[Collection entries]
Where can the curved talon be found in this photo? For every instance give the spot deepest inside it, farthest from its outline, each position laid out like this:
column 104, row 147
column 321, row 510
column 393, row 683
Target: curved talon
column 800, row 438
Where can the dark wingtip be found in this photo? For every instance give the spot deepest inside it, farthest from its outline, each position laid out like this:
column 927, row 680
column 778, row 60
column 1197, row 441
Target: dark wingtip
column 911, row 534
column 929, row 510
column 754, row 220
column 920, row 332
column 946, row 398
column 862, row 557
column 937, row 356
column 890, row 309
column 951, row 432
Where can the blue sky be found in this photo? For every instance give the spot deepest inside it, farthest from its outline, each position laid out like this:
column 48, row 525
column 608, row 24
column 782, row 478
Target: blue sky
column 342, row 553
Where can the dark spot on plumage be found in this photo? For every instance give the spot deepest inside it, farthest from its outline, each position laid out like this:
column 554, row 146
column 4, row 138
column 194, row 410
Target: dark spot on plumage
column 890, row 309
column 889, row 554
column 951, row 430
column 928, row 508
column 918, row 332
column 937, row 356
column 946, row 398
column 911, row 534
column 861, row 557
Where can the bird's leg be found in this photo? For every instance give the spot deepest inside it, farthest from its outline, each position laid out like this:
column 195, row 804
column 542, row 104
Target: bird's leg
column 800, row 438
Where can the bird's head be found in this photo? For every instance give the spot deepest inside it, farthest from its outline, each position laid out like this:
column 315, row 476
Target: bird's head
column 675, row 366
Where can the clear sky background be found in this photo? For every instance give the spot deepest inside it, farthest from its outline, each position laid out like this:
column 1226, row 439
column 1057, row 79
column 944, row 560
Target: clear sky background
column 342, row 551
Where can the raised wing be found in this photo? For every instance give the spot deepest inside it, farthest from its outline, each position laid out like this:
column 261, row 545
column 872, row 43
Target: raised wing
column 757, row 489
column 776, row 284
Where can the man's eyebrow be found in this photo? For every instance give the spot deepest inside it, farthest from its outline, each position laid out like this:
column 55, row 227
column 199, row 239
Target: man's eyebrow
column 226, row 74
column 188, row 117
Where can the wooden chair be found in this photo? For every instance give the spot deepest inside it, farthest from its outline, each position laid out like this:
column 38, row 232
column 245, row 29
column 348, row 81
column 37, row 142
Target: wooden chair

→ **Written instruction**
Copy all of the items above, swapping "Target" for "Label" wherever it occurs and leaving everything else as it is.

→ **Final answer**
Where can the curved talon be found in this photo? For every instance give the spot deepest inside it, farthest from its outline, each position laid out like this:
column 104, row 147
column 321, row 510
column 393, row 683
Label: curved talon
column 800, row 438
Where can the dark wingtip be found in this photo? For every instance give the spot deepest inside it, farthest from its outline, each position laid out like this:
column 927, row 680
column 778, row 60
column 1197, row 441
Label: dark wingtip
column 911, row 534
column 929, row 510
column 754, row 220
column 920, row 332
column 946, row 398
column 862, row 557
column 937, row 356
column 890, row 309
column 951, row 432
Where can the blue sky be found in this photo? For every instance give the spot deepest inside it, farthest from its outline, each position laid out like this:
column 48, row 525
column 608, row 24
column 782, row 478
Label: blue sky
column 342, row 553
Where can the dark spot on plumage be found in this photo? For every instance give the spot deepest inside it, farthest from its outline, each position laid out like this:
column 554, row 146
column 4, row 138
column 194, row 410
Label: dark spot on plumage
column 890, row 309
column 889, row 554
column 951, row 430
column 928, row 508
column 918, row 332
column 937, row 356
column 946, row 398
column 911, row 534
column 861, row 557
Where can the bird's leg be found in this photo? For every instance give the spot deepest inside it, farthest from its outline, each position laid out like this:
column 195, row 804
column 542, row 104
Label: bird's leg
column 800, row 438
Where can the bird's head be found in this photo? For every instance give the spot deepest inside it, farthest from its outline, each position laid out like this:
column 315, row 476
Label: bird's head
column 675, row 366
Where can the clear sky background be found in this photo? For every instance give the spot deepest inside it, farthest from its outline, each position laid out like this:
column 1226, row 439
column 1057, row 79
column 944, row 560
Label: clear sky background
column 342, row 551
Where can the raised wing be found in this photo? For every instance give the spot deepest inside it, farthest from its outline, each position laid out like this:
column 261, row 545
column 872, row 43
Label: raised wing
column 757, row 489
column 776, row 284
Where can the man's eyebrow be found in this photo? For every instance give the spot deepest inside it, farthest from its outline, each position laid out like this:
column 55, row 227
column 199, row 239
Label: man's eyebrow
column 226, row 74
column 188, row 117
Where can the wooden chair be found in this photo? For every instance give the spot deepest inside it, farthest from its outline, each position laid out like this:
column 38, row 232
column 245, row 29
column 348, row 81
column 37, row 142
Label: wooden chair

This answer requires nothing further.